*Given exercise 1:* In the jQuery upgrade text, give the part that opens with the words containing "3. Somewhere in" and closes with "they can stack." again, and switch "browser bug" to "rendering glitch".
*Given exercise 2:* Translate this sentence from the jQuery upgrade text into Spanish: "Anyway, what we definitely don't do is upgrading for the sake of upgrading."
*Given exercise 3:*
Answer these questions from the jQuery upgrade text.
(a) What was the reason to upgrade to jQuery 1.5?
(b) In which version was .always() added?
(c) Which jQuery version was chat running until a few months ago?

━━━━━ Selected text

That's precisely the answer, and I don't see why we shouldn't be able to use it. The event.layerX deprecation warning scare crow has been running around the internet for a while now, but so far, these warnings haven't appeared yet. Note that the question you link to is about the canary build; if we started considering that a supported browser, we'd have no time to answer Meta questions anymore, being knee-deep in Chrome bugs 24/7.

That said, the reasons we upgrade the jQuery version are usually one of these:

  1. Plain ol' bug-fixes. Something is broken in the jQuery version we use, and fixed in a later one. "Broken" is defined as "actually impacts us". An issue that causes IE6 to puke when appending a flash object to the DOM if your Windows ME machine has less then 128MB of RAM does not make jQuery broken for us.
  2. Awesome features. The reason to upgrade to jQuery 1.5 were Deferred objects. Pretty much the only reason. They rock, are useful all over the place, etc. Did I mention that I love them? (And yes, I'm looking forward to .always(), which was only added in 1.6, but that alone is not a reason to upgrade.)
  3. Somewhere in between those two: jQuery fixes an issue we're having (work around a browser bug etc.). Now one of these usually isn't enough to make us upgrade, but they can stack.

Well, if we suddenly find ourselves in 2028 and still running jQuery 1.5, that may be a hint as well…

Anyway, what we definitely don't do is upgrading for the sake of upgrading. An upgrade always comes with issues; often very subtle ones.

Example: Until a few months ago, chat was still running jQuery 1.4.2 (I know, shudder, right?); however, when we made some changes to the list of "people in this room", something broke with the animations. This was a bug in jQuery 1.4 causing animation of the width of a display:inline-block element to fail. That bug was fixed in 1.5, so I upgraded chat to use the same version as the main site.

━━━━━━━━━━
━━━━━ Dataset extract

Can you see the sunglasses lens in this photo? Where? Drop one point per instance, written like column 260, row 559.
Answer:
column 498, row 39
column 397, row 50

━━━━━━━━━━

*Exercise solution 1:*
3. Somewhere in between those two: jQuery fixes an issue we're having (work around a rendering glitch etc.). Now one of these usually isn't enough to make us upgrade, but they can stack.

*Exercise solution 2:* De todos modos, lo que definitivamente no hacemos es actualizar por el simple hecho de actualizar.

*Exercise solution 3:*
(a) Deferred objects
(b) 1.6
(c) jQuery 1.4.2